• SET TASKS:
**a)** Answer these questions using the scheduler app platform document, one answer per line, marked (i), (ii) and (iii) to match.
(i) What is the initial production operating mode?
(ii) What three things are listed as out of scope?
(iii) For the Identity area, what must the scheduler app/operator provide?
**b)** Carry on the scheduler app platform document from the point where it stops.

• SELECTED EXCERPT:
^^^^^^^^
Define a sustainable baseline for delivering scheduler capabilities (starting with Slurm) as platform apps, without coupling core allocation APIs to one scheduler implementation.

This document is the implementation baseline for: 1. Internal reference apps (for example Slurm). 2. Future first-party apps. 3. Third-party/team-owned apps built on the same control plane contracts.

Concrete first-adapter companion: - doc/architecture/Slurm_App_Runtime_Adapter_v1.md - doc/architecture/Clustered_App_Model_v1.md - doc/architecture/App_Platform_Primitive_Boundary_v1.md

Decision Summary

  1. Schedulers are modeled as apps in App Catalog and instantiated per project/tenant policy.
  2. Core platform keeps scheduler-agnostic primitives only (identity, policy, audit, events, tenancy boundaries).
  3. Scheduler-specific logic (Slurm/K8s/Ray internals) lives in app operator runtime, not in core allocation handlers.
  4. Authorization remains permission-key based; role labels may evolve without handler rewrites.
  5. Initial production operating mode is tenant_dedicated; shared managed scheduler offerings are explicitly a later mode.

For product language, the scheduler family should expose: 1. project-scoped mode 2. tenant-owned shared mode 3. later platform-managed shared mode

Current mapping: 1. project-scoped mode -> tenant_dedicated + project 2. tenant-owned shared mode -> target tenant_dedicated + tenant 3. platform-managed shared mode -> platform_managed + platform

Important limitation: - the current app-instance contract is still project-owned - so tenant-owned shared mode is a product target that still needs an explicit attachment/ownership model - see: - doc/architecture/App_Tenant_Shared_Attachment_Model_v1.md

Scope

In scope: 1. Responsibility boundary. 2. IAM/policy requirements. 3. Artifact/source model (platform-shared + tenant-scoped). 4. Events and observability requirements. 5. Slurm pilot acceptance criteria and gap capture. 6. operating-mode expectations for scheduler backends.

Out of scope: 1. Slurm internals (controller tuning, partition strategy). 2. MaaS/hardware provisioning implementation details. 3. UI implementation details.

Core vs App Responsibilities

Area Core platform (must provide) Scheduler app/operator (must provide)
Identity User auth, service account auth, project context enforcement None (consume core identities only)
IAM/Authz Permission evaluation, role bindings, policy overlays, audit logs Declare required actions and call only allowed endpoints
API contracts Stable control-plane endpoints, canonical error envelope Adapter/operator APIs behind app runtime boundary
Lifecycle App instance lifecycle (requested -> running/failed) Scheduler deployment/upgrade/rollback mechanics
Events Typed domain events + correlation propagation Consume/emit app lifecycle events and runtime status
Tenancy Project/tenant ownership and boundary checks Never bypass project boundary; include context in all operations
Billing hooks Usage attribution primitives by tenant/project Scheduler usage metrics mapping (jobs/queues -> billable units)

Rule: if functionality requires scheduler-specific branching inside core handlers, treat it as a platform defect and move it behind the app/operator boundary.
^^^^^^^^
• INFORMATION SHOWN:
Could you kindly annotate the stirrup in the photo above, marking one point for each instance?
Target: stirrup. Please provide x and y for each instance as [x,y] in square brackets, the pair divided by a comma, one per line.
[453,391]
^^^^^^^^
• EXERCISE RESULTS:
**a)**
(i) tenant_dedicated
(ii) Slurm internals (controller tuning, partition strategy); MaaS/hardware provisioning implementation details; UI implementation details
(iii) None (consume core identities only)

**b)**
Required IAM Model

Use action keys, not role-name checks, in handlers.

Baseline action families

  1. scheduler.catalog.read
  2. scheduler.instance.read
  3. scheduler.instance.create
  4. scheduler.instance.update
  5. scheduler.instance.delete
  6. scheduler.queue.submit
  7. scheduler.queue.read
  8. scheduler.queue.cancel
  9. scheduler.node.read
  10. scheduler.node.operate (drain/cordon/uncordon/label)

Scope rules

  1. Tenant/project resources must enforce project ownership on every mutation.
  2. Service accounts are same-project only.
  3. Platform break-glass is allowed only on explicit admin endpoints and always audited.
  4. Role display labels (project_member, project_admin, etc.) are UI concerns; permission keys are the enforcement contract.

Artifact and Registry Model

Both source tiers are first-class: 1. Platform-shared registries/artifact sources (blessed global sources). 2. Tenant-scoped allowlisted sources (private enterprise registries/buckets).

Policy behavior: 1. Global hard-deny is non-overridable. 2. Tenant/project overlays can narrow, never broaden, beyond global deny. 3. Scheduler app deployment must resolve artifact sources through policy evaluation, not hardcoded host lists.

Direction: 1. Keep API neutral for source type (OCI and non-OCI blob/object sources). 2. Credential delivery remains short-lived and task-scoped.

API Contract Direction

Scheduler app integration should use existing app-control-plane contracts: 1. Catalog/version publication for scheduler app entries. 2. Project entitlement enable/disable with policy overlays. 3. App instance create/read/delete for scheduler control-plane instances.

Required effective instance metadata: 1. operating_mode 2. control_plane_scope 3. runtime_backend

Allocation API remains scheduler-agnostic: 1. allocations.scheduler_type selects adapter path. 2. Scheduler references/metadata are stored as integration metadata. 3. Core allocation handlers do not embed Slurm-specific request semantics.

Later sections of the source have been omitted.